┌──
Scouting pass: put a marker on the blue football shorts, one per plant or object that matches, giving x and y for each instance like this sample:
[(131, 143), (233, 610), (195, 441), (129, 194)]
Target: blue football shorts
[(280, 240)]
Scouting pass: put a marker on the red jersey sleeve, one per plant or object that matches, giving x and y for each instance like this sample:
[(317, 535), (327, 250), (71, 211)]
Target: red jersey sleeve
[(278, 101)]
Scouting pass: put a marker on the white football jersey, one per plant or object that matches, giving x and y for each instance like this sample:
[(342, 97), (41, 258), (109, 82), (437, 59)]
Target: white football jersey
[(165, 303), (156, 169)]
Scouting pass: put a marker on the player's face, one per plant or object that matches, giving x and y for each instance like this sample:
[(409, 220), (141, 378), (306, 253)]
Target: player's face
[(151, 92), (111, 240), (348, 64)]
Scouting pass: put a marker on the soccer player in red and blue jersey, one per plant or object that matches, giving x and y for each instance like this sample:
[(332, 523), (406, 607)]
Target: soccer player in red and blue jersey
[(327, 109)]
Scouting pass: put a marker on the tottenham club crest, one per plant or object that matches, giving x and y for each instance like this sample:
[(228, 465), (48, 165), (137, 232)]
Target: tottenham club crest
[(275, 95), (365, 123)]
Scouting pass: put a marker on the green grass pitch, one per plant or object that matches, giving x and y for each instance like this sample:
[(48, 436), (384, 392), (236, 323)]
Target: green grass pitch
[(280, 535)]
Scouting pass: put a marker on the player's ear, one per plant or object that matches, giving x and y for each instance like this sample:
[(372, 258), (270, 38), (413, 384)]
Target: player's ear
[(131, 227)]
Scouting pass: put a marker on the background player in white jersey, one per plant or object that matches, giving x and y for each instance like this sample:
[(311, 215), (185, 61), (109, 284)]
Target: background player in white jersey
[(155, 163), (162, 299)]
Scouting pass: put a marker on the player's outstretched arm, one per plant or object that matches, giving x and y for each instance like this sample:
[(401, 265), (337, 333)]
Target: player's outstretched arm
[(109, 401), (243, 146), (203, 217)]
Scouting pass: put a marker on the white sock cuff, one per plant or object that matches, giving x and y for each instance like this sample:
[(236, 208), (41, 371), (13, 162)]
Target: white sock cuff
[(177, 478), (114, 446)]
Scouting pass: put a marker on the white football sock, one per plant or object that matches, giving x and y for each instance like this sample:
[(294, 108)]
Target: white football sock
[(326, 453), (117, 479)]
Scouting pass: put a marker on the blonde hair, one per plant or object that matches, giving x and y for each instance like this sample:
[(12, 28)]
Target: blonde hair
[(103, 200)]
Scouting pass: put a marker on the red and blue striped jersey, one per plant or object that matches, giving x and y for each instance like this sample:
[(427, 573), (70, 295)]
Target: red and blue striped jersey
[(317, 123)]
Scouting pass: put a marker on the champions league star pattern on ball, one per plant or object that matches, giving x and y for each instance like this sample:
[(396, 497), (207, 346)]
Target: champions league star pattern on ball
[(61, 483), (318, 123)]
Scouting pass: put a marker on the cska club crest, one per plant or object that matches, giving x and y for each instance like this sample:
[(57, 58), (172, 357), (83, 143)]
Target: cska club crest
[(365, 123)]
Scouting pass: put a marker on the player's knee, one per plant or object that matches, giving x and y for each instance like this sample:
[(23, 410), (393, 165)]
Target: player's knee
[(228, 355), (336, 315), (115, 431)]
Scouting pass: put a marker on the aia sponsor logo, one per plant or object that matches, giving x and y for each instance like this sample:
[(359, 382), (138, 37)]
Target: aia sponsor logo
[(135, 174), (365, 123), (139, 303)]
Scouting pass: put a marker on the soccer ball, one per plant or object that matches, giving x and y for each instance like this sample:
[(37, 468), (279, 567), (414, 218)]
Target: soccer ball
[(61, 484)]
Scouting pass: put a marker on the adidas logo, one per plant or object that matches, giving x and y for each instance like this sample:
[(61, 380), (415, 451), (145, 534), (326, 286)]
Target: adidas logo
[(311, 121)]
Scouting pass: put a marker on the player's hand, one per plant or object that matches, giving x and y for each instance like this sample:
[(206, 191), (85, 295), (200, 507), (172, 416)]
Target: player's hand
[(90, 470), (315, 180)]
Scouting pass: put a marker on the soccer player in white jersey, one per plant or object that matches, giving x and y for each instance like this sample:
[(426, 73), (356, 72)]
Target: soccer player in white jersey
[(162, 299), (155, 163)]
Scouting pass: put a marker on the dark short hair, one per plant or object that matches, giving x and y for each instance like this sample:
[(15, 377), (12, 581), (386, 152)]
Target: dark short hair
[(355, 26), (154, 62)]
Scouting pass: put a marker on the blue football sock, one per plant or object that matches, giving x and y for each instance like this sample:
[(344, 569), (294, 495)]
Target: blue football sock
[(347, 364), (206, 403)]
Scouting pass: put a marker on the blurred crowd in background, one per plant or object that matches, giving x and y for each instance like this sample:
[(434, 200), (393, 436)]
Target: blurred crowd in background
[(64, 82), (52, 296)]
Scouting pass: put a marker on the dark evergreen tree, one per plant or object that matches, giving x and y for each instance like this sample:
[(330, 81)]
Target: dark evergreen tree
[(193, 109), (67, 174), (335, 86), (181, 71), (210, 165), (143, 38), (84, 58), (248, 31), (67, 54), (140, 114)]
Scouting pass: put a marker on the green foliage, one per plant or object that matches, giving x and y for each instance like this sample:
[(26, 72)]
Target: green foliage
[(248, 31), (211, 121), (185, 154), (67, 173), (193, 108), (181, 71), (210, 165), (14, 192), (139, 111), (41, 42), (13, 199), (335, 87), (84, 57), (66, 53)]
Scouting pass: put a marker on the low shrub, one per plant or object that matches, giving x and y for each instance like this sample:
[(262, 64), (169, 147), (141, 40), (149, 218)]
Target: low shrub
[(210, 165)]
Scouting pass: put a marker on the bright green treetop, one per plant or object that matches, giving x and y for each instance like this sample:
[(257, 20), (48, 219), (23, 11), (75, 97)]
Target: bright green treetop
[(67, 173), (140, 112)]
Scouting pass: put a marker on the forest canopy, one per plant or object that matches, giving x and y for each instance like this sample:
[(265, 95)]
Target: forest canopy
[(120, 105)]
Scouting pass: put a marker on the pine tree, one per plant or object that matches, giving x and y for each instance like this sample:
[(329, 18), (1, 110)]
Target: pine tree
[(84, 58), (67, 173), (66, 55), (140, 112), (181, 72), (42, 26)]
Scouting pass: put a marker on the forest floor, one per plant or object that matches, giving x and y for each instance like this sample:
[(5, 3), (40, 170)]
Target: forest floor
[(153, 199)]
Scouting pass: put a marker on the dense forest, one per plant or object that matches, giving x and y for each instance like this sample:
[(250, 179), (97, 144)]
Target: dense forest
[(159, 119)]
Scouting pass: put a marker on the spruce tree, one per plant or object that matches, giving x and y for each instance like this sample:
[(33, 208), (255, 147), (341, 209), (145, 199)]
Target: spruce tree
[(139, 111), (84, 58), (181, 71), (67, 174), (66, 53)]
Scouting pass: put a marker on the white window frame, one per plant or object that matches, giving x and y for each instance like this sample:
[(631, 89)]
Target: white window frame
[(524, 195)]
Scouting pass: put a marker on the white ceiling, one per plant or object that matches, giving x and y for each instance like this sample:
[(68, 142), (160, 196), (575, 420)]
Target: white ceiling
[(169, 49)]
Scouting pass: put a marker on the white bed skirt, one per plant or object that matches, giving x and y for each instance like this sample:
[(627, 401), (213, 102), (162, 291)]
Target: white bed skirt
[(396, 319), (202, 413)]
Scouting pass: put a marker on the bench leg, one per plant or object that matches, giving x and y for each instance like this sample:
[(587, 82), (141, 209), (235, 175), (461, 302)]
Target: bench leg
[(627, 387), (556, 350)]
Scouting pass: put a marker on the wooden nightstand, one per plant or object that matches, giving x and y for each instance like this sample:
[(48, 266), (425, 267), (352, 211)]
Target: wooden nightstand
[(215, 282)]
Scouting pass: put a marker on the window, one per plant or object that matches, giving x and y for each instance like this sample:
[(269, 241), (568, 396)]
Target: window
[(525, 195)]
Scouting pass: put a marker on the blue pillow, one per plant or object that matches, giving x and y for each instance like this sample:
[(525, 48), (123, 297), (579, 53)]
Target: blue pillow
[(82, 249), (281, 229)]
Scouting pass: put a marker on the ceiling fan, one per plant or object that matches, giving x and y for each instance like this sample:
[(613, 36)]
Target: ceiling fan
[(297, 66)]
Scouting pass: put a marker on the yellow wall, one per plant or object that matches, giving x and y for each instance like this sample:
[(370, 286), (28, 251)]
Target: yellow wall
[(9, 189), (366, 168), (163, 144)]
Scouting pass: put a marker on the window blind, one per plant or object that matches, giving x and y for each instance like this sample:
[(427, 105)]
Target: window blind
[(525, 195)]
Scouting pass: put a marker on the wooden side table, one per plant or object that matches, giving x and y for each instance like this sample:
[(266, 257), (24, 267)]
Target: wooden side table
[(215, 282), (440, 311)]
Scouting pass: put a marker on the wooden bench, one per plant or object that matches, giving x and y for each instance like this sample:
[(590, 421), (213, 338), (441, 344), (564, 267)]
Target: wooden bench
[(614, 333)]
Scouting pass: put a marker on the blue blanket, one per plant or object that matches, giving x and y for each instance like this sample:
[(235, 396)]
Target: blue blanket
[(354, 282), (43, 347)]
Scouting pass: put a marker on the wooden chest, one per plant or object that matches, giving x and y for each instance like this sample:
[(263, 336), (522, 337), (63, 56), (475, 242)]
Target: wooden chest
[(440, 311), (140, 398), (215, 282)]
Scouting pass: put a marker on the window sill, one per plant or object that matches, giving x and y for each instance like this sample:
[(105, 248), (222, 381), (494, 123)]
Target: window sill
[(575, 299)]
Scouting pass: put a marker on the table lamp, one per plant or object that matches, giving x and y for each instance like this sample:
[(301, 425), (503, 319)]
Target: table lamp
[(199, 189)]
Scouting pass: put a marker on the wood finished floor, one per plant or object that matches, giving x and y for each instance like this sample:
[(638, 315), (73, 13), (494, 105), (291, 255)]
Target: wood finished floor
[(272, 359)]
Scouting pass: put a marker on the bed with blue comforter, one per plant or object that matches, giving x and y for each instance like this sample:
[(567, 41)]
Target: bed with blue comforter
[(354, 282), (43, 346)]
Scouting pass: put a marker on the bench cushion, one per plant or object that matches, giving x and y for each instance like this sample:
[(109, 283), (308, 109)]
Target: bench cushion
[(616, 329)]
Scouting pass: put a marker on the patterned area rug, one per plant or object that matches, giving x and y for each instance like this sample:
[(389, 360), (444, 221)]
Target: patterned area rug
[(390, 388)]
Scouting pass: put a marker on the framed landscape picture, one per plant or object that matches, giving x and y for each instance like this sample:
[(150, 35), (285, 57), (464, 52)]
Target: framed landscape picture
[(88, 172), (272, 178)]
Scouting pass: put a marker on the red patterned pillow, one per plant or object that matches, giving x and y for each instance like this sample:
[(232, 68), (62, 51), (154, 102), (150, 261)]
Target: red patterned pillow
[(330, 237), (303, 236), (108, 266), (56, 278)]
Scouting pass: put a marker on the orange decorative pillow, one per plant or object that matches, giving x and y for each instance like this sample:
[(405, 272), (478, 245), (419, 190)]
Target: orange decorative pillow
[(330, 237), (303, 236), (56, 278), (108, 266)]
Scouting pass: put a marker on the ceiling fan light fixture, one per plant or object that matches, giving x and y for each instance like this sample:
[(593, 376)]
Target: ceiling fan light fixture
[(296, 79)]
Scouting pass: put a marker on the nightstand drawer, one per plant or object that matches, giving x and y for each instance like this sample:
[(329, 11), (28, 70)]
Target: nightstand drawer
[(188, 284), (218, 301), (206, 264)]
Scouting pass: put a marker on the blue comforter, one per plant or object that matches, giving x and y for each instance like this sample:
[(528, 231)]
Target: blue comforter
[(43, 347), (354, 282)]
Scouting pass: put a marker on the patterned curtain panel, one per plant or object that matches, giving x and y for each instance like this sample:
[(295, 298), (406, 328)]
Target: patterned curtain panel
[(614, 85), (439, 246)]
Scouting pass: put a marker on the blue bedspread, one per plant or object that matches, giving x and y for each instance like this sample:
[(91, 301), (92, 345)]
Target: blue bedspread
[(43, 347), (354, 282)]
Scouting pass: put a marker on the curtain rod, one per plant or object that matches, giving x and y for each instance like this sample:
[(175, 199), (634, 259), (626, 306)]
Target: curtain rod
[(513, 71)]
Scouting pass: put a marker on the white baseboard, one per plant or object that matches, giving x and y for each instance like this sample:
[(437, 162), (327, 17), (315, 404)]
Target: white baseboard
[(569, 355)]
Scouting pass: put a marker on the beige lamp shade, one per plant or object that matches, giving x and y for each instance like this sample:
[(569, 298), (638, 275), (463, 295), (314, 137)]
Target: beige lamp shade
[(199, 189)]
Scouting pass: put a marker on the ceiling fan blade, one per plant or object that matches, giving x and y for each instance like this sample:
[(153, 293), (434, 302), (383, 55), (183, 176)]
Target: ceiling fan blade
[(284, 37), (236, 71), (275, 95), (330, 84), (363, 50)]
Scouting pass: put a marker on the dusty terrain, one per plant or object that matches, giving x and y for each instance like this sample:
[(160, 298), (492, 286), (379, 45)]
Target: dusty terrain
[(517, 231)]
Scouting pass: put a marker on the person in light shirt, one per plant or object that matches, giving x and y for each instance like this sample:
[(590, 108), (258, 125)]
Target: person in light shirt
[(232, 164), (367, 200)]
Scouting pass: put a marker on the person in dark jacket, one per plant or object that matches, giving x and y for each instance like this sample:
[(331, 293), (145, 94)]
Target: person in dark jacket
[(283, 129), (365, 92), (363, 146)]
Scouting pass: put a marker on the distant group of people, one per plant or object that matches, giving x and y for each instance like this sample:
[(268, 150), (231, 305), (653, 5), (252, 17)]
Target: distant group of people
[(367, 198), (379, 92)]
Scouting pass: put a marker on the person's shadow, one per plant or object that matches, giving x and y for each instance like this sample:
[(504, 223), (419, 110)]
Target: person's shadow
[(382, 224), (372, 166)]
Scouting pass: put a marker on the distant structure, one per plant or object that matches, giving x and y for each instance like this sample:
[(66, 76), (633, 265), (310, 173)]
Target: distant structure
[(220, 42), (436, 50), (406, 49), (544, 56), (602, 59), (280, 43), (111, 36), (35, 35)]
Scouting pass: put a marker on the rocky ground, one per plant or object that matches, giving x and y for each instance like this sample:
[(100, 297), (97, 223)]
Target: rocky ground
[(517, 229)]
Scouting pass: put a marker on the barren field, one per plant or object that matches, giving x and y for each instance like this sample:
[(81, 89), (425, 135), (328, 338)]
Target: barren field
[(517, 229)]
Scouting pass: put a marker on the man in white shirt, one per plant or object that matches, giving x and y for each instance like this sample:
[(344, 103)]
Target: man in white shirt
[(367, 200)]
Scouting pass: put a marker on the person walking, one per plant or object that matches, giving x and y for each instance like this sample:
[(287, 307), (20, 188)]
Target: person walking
└──
WORK TO BE COMPLETED
Rewrite the rows from the line with "Scouting pass: put a marker on the ceiling fan, one" to the line with "[(297, 66)]" as a JSON list of strings, one string per line.

THE REPLY
[
  "Scouting pass: put a marker on the ceiling fan, one per plant or object that matches, giving x and y for each instance like this sample:",
  "[(613, 36)]",
  "Target: ceiling fan",
  "[(297, 66)]"
]